[[ Recorded data open ]]

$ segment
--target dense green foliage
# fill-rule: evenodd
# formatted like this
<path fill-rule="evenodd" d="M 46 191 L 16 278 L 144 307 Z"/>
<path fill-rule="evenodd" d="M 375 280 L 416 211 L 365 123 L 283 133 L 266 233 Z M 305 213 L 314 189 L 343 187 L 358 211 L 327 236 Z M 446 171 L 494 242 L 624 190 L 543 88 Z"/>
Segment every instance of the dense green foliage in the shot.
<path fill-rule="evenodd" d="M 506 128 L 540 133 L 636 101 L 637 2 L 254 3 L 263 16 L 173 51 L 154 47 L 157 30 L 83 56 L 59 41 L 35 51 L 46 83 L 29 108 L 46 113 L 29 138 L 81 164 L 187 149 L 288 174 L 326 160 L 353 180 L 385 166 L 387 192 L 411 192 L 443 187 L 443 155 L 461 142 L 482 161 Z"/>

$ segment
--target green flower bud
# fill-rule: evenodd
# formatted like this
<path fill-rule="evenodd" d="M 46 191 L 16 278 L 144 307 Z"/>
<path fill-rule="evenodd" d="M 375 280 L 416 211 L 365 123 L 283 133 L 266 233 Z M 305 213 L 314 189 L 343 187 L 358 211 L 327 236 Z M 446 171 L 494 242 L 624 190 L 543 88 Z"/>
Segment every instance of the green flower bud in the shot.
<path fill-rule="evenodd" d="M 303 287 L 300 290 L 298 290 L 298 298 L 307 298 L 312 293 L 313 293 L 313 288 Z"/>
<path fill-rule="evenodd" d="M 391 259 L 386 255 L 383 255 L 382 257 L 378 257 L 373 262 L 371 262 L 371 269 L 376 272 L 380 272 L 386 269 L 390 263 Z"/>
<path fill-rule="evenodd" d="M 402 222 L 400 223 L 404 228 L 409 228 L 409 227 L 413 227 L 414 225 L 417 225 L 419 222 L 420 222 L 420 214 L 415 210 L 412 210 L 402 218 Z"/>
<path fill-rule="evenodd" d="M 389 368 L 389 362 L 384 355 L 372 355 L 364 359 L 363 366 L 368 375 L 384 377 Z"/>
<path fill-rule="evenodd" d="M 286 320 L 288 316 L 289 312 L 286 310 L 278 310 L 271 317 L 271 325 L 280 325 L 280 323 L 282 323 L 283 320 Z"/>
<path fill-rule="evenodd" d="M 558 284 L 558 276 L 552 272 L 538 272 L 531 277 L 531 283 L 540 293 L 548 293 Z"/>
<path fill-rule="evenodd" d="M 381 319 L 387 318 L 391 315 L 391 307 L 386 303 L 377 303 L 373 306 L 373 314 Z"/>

[[ Recorded data closed ]]

→ **Problem requirements**: In full and without change, transcribe the entries.

→ **Written response**:
$ segment
--target dense green foliage
# fill-rule: evenodd
# formatted like this
<path fill-rule="evenodd" d="M 46 191 L 16 278 L 144 307 Z"/>
<path fill-rule="evenodd" d="M 375 280 L 416 211 L 365 123 L 283 133 L 266 233 Z M 305 213 L 314 189 L 343 187 L 358 211 L 327 236 Z M 446 171 L 494 242 L 624 190 L 543 88 Z"/>
Segment every instance of the dense green foliage in the shot.
<path fill-rule="evenodd" d="M 506 128 L 540 133 L 636 101 L 637 2 L 254 3 L 263 16 L 173 51 L 154 47 L 157 30 L 83 56 L 59 41 L 35 51 L 46 83 L 29 108 L 46 113 L 29 138 L 81 164 L 187 149 L 288 174 L 326 160 L 353 180 L 385 166 L 387 192 L 411 192 L 443 187 L 443 155 L 461 142 L 482 161 Z"/>

$ segment
--target green flower bud
# fill-rule: evenodd
# formatted like this
<path fill-rule="evenodd" d="M 46 191 L 16 278 L 144 307 Z"/>
<path fill-rule="evenodd" d="M 375 280 L 416 211 L 365 123 L 283 133 L 266 233 Z M 305 213 L 314 189 L 343 187 L 358 211 L 327 236 Z M 446 171 L 494 242 L 624 190 L 543 88 Z"/>
Segment every instance of the green flower bud in the shot.
<path fill-rule="evenodd" d="M 303 287 L 300 290 L 298 290 L 298 298 L 307 298 L 312 293 L 313 293 L 313 288 Z"/>
<path fill-rule="evenodd" d="M 391 259 L 386 255 L 383 255 L 382 257 L 378 257 L 373 262 L 371 262 L 371 269 L 376 272 L 380 272 L 386 269 L 390 263 Z"/>
<path fill-rule="evenodd" d="M 402 222 L 400 223 L 404 228 L 409 228 L 409 227 L 413 227 L 414 225 L 417 225 L 419 222 L 420 222 L 420 214 L 415 210 L 412 210 L 402 218 Z"/>
<path fill-rule="evenodd" d="M 389 368 L 389 362 L 384 355 L 372 355 L 364 359 L 363 366 L 368 375 L 384 377 Z"/>
<path fill-rule="evenodd" d="M 286 320 L 288 316 L 289 312 L 286 310 L 278 310 L 271 317 L 271 325 L 280 325 L 280 323 L 282 323 L 283 320 Z"/>
<path fill-rule="evenodd" d="M 558 284 L 558 276 L 552 272 L 538 272 L 531 277 L 531 283 L 540 293 L 548 293 Z"/>
<path fill-rule="evenodd" d="M 381 319 L 387 318 L 391 315 L 391 307 L 386 303 L 377 303 L 373 306 L 373 314 Z"/>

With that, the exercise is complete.